** START **
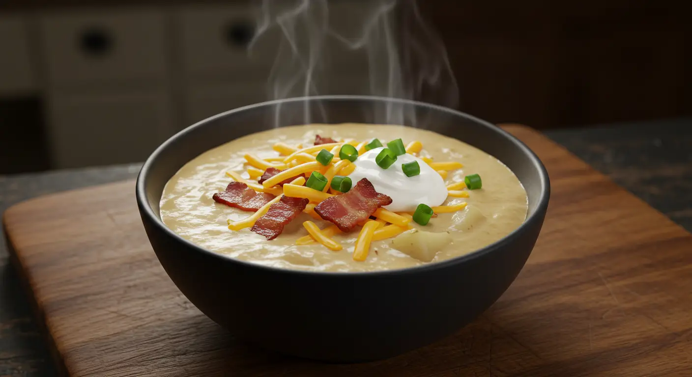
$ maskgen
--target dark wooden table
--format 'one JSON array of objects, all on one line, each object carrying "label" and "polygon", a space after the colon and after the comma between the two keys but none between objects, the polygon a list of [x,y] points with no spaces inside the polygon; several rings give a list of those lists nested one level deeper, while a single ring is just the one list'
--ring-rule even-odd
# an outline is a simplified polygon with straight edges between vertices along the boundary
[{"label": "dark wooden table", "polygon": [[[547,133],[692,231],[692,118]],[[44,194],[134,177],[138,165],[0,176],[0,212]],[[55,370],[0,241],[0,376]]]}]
** END **
** START **
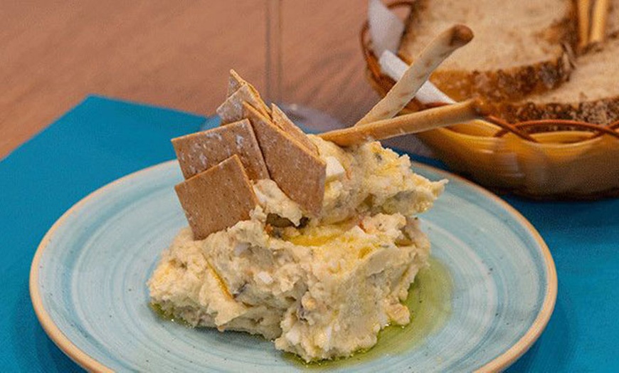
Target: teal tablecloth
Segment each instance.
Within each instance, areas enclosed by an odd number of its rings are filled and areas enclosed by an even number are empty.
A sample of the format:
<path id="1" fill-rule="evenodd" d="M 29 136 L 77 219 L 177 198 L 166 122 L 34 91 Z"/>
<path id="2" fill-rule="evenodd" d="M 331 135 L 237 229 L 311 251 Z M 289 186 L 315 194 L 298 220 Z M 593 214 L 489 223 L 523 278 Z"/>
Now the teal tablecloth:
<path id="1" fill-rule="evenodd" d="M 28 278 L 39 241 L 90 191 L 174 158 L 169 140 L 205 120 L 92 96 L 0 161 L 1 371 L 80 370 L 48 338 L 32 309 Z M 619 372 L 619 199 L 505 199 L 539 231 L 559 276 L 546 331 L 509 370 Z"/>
** END **
Copy the lines from the one containing "Target: teal tablecloth" through the one containing "28 278 L 39", with both of those lines included, and reproduce each character unchanged.

• Answer to the exercise:
Target: teal tablecloth
Segment each instance.
Within each instance, areas enclosed by an odd number of its rings are filled and areas enclosed by an even number are empty.
A sample of the format:
<path id="1" fill-rule="evenodd" d="M 29 136 L 77 219 L 177 198 L 166 122 L 34 91 Z"/>
<path id="2" fill-rule="evenodd" d="M 331 135 L 237 229 L 311 251 Z M 289 186 L 315 194 L 298 220 Z M 593 214 L 489 223 L 523 278 Z"/>
Now the teal tablecloth:
<path id="1" fill-rule="evenodd" d="M 28 278 L 39 241 L 90 191 L 174 158 L 169 140 L 205 120 L 92 96 L 0 161 L 1 371 L 80 370 L 48 338 L 32 309 Z M 619 372 L 619 199 L 505 199 L 539 231 L 559 276 L 546 331 L 509 370 Z"/>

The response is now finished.